Items from a dataset

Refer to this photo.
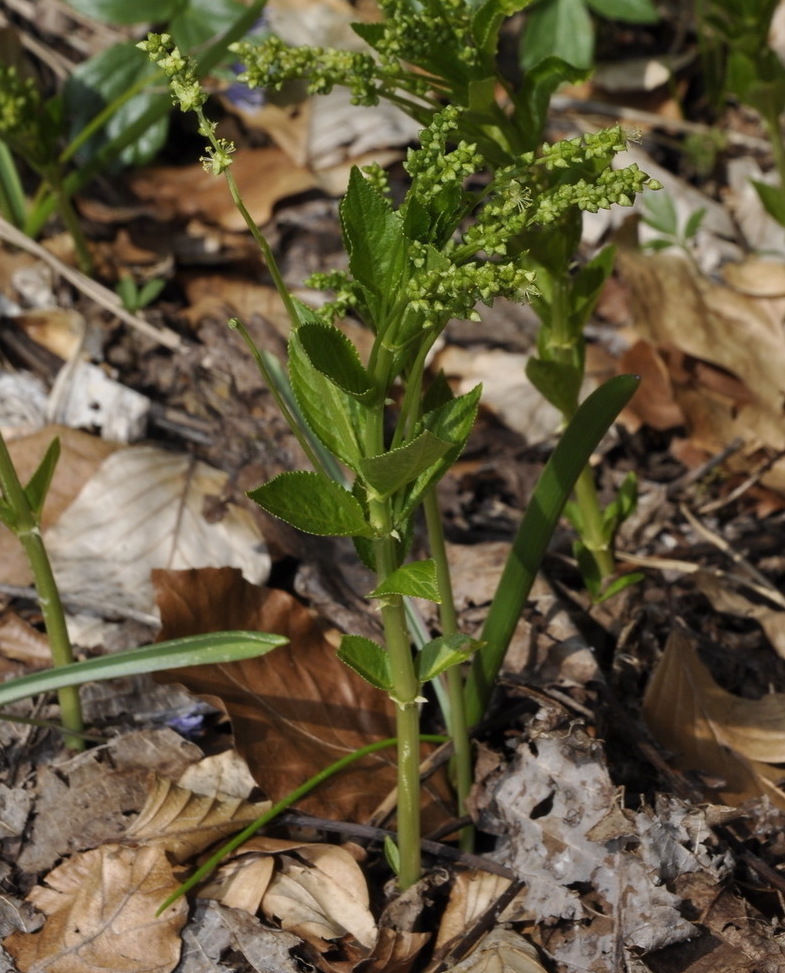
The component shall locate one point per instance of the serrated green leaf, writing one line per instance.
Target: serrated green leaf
(415, 580)
(388, 472)
(194, 650)
(374, 239)
(332, 353)
(334, 416)
(451, 422)
(368, 659)
(558, 382)
(773, 199)
(39, 483)
(628, 11)
(314, 504)
(442, 653)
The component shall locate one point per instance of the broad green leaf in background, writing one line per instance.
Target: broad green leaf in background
(374, 239)
(388, 472)
(194, 650)
(442, 653)
(558, 28)
(312, 503)
(629, 11)
(415, 580)
(368, 659)
(332, 353)
(96, 83)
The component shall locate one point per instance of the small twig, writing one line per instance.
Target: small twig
(772, 593)
(90, 288)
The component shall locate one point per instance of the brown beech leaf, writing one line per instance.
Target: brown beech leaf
(100, 907)
(184, 823)
(710, 730)
(293, 711)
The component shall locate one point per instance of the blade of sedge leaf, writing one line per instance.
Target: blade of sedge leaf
(590, 423)
(194, 650)
(39, 483)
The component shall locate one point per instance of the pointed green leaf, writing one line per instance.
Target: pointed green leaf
(416, 580)
(451, 422)
(332, 353)
(557, 382)
(314, 504)
(374, 238)
(194, 650)
(368, 659)
(334, 416)
(39, 483)
(442, 653)
(388, 472)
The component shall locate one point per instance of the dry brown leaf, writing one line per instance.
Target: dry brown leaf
(501, 951)
(295, 710)
(263, 176)
(148, 508)
(724, 352)
(710, 730)
(323, 899)
(100, 908)
(183, 823)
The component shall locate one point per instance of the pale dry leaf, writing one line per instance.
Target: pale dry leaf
(710, 730)
(295, 710)
(324, 900)
(596, 894)
(101, 915)
(184, 823)
(147, 508)
(80, 456)
(501, 951)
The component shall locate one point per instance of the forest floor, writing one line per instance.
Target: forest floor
(627, 797)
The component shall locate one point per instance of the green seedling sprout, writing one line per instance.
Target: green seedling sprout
(411, 268)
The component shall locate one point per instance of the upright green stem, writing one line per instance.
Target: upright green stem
(27, 529)
(456, 718)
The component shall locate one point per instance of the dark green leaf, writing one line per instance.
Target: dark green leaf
(334, 416)
(388, 472)
(629, 11)
(773, 199)
(39, 483)
(374, 240)
(125, 12)
(558, 383)
(415, 580)
(194, 650)
(96, 83)
(199, 21)
(442, 653)
(333, 354)
(314, 504)
(368, 659)
(558, 28)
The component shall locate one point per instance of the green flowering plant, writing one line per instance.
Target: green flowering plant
(446, 248)
(422, 55)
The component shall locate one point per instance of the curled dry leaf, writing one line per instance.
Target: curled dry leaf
(295, 710)
(183, 823)
(147, 508)
(708, 729)
(100, 907)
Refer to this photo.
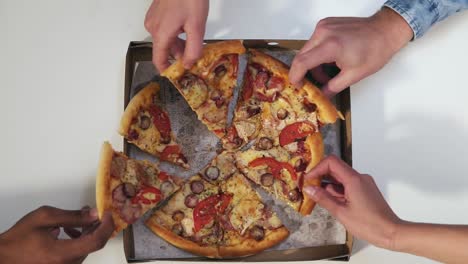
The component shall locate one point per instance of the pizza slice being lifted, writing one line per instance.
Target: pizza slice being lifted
(128, 188)
(145, 124)
(208, 86)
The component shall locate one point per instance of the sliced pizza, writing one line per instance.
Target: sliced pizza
(280, 170)
(248, 225)
(128, 188)
(208, 86)
(270, 107)
(187, 221)
(146, 125)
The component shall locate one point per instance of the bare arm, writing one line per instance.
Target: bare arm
(362, 209)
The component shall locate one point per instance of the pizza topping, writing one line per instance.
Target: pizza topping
(132, 135)
(129, 190)
(118, 166)
(167, 188)
(197, 187)
(253, 110)
(294, 195)
(191, 200)
(220, 70)
(300, 165)
(275, 166)
(147, 195)
(178, 216)
(187, 225)
(177, 229)
(295, 131)
(267, 179)
(130, 212)
(265, 143)
(282, 114)
(310, 107)
(145, 122)
(162, 123)
(257, 233)
(212, 173)
(195, 89)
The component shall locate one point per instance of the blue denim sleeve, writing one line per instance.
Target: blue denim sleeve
(422, 14)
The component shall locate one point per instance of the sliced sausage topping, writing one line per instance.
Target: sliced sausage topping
(178, 216)
(282, 113)
(257, 233)
(197, 187)
(129, 190)
(191, 200)
(177, 229)
(265, 143)
(267, 179)
(212, 173)
(167, 188)
(145, 122)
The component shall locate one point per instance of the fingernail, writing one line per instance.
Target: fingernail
(310, 190)
(93, 213)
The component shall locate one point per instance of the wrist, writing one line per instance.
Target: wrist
(393, 27)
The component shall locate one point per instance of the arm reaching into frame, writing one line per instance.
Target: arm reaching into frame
(362, 209)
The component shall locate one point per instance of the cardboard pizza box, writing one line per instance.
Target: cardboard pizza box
(139, 52)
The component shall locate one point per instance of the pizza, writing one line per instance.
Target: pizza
(280, 170)
(208, 86)
(146, 125)
(269, 106)
(129, 188)
(218, 221)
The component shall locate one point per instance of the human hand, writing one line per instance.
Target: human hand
(361, 208)
(358, 46)
(166, 19)
(34, 238)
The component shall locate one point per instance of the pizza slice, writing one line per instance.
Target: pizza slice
(208, 86)
(269, 104)
(128, 187)
(280, 170)
(146, 125)
(248, 225)
(188, 220)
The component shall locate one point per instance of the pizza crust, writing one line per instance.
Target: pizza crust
(250, 246)
(141, 99)
(103, 197)
(210, 51)
(192, 247)
(327, 112)
(315, 144)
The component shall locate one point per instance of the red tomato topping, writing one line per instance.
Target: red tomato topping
(295, 131)
(163, 176)
(161, 121)
(275, 166)
(206, 210)
(141, 198)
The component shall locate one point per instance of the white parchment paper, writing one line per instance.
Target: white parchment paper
(199, 145)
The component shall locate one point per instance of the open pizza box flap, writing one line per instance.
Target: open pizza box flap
(142, 52)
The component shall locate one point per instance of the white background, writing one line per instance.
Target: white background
(61, 81)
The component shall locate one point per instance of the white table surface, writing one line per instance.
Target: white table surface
(62, 74)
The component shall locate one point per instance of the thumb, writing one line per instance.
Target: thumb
(323, 198)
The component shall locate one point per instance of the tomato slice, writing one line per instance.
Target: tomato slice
(141, 196)
(295, 132)
(275, 166)
(161, 121)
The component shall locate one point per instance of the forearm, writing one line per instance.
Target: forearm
(421, 15)
(445, 243)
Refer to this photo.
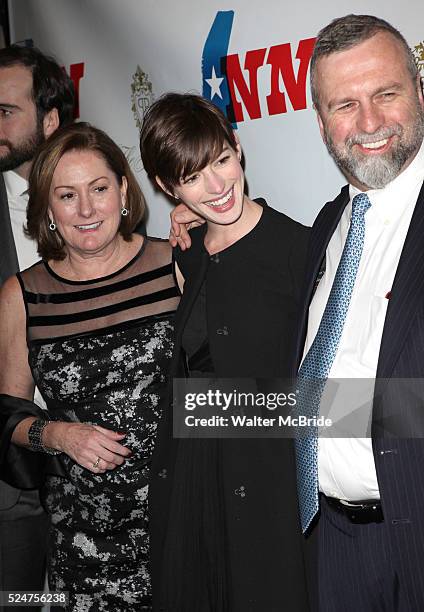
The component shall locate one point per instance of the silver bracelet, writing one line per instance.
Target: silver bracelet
(35, 433)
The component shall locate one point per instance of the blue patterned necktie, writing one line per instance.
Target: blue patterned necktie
(316, 366)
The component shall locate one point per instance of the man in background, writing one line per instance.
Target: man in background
(36, 97)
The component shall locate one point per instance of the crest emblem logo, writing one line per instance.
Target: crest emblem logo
(141, 95)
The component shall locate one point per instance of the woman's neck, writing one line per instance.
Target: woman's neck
(219, 237)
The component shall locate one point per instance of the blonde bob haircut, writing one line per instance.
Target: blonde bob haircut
(76, 137)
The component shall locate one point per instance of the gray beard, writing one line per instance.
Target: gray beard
(378, 171)
(22, 153)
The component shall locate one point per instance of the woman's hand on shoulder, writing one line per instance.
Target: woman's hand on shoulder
(94, 448)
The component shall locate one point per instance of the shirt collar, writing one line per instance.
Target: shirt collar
(16, 186)
(391, 199)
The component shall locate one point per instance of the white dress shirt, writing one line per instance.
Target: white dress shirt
(346, 468)
(17, 197)
(26, 248)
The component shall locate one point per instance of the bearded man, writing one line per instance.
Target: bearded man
(362, 498)
(36, 96)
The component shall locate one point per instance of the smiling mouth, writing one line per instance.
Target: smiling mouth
(91, 226)
(375, 145)
(222, 201)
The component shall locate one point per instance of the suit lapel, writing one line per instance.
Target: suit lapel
(8, 258)
(322, 231)
(407, 293)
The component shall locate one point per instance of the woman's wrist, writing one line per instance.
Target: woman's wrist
(42, 437)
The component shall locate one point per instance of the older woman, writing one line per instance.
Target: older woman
(224, 524)
(91, 325)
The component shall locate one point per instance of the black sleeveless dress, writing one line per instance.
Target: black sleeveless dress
(99, 352)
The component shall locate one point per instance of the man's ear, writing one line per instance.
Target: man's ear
(165, 189)
(50, 122)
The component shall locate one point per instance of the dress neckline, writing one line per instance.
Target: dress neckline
(68, 281)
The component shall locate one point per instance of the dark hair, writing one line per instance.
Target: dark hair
(51, 86)
(348, 31)
(181, 134)
(80, 137)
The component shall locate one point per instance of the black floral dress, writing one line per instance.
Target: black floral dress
(99, 352)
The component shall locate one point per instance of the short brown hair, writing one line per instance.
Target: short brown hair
(181, 134)
(348, 31)
(81, 137)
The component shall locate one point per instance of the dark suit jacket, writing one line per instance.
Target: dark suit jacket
(398, 409)
(9, 497)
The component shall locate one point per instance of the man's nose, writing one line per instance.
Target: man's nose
(370, 118)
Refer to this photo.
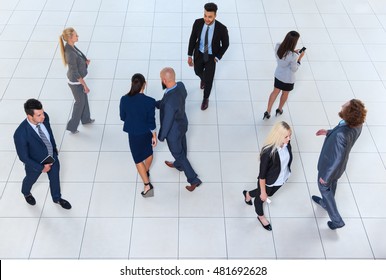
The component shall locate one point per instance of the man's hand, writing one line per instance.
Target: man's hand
(190, 61)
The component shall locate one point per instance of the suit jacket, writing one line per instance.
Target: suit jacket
(138, 113)
(270, 165)
(220, 41)
(76, 60)
(30, 147)
(335, 151)
(173, 119)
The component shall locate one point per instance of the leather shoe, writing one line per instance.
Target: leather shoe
(332, 226)
(169, 163)
(316, 199)
(193, 186)
(245, 198)
(30, 199)
(267, 227)
(64, 203)
(205, 104)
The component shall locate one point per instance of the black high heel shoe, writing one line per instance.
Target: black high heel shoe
(149, 192)
(278, 112)
(266, 115)
(245, 198)
(267, 227)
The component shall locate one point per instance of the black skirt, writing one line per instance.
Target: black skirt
(283, 86)
(140, 146)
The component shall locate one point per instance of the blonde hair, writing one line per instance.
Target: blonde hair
(275, 137)
(66, 35)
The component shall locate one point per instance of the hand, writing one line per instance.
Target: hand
(47, 168)
(190, 61)
(322, 181)
(154, 141)
(86, 89)
(263, 196)
(321, 132)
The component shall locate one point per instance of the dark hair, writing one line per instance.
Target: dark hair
(354, 114)
(137, 82)
(210, 7)
(288, 44)
(32, 104)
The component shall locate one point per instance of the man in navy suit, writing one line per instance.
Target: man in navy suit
(174, 125)
(334, 156)
(208, 43)
(34, 142)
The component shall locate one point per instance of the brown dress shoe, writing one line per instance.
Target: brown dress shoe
(169, 163)
(205, 103)
(192, 187)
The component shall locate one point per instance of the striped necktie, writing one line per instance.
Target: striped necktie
(45, 140)
(206, 45)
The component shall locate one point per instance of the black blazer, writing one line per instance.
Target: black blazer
(173, 119)
(30, 147)
(270, 166)
(220, 41)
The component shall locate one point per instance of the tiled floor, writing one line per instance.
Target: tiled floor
(346, 58)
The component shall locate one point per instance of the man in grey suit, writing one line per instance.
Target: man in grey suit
(334, 156)
(174, 125)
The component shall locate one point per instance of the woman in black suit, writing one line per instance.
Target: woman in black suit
(138, 113)
(275, 169)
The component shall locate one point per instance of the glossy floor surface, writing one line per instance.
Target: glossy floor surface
(345, 59)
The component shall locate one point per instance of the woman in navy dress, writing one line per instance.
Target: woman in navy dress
(138, 113)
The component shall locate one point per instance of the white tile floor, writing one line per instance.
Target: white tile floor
(346, 58)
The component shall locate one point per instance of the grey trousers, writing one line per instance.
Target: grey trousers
(81, 110)
(328, 202)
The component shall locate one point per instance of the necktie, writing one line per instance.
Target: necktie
(206, 47)
(45, 140)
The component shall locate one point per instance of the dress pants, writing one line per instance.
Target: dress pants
(32, 175)
(205, 70)
(178, 149)
(258, 202)
(328, 202)
(81, 110)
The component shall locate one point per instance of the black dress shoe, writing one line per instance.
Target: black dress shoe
(332, 226)
(205, 104)
(278, 112)
(267, 227)
(245, 198)
(316, 199)
(64, 203)
(30, 199)
(266, 115)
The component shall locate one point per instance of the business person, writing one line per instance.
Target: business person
(288, 62)
(208, 43)
(77, 64)
(174, 125)
(138, 113)
(334, 156)
(34, 141)
(275, 169)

Problem to solve
Within the data above, the lines from the one with "Target: older woman" to the one with "neckline, writing one line per instance." must be repeated exactly; no other line belongs in the answer.

Response to the exercise
Target: older woman
(224, 524)
(91, 325)
The component shall locate one point per instance of the black sleeveless dress, writing one line per instance.
Target: black sleeveless dress
(99, 352)
The component shall locate one point per instance of the man's ear, writing one line per instance.
Target: man's ear
(165, 189)
(50, 122)
The component shall locate one point per instance of the dress neckline, writing one line per instance.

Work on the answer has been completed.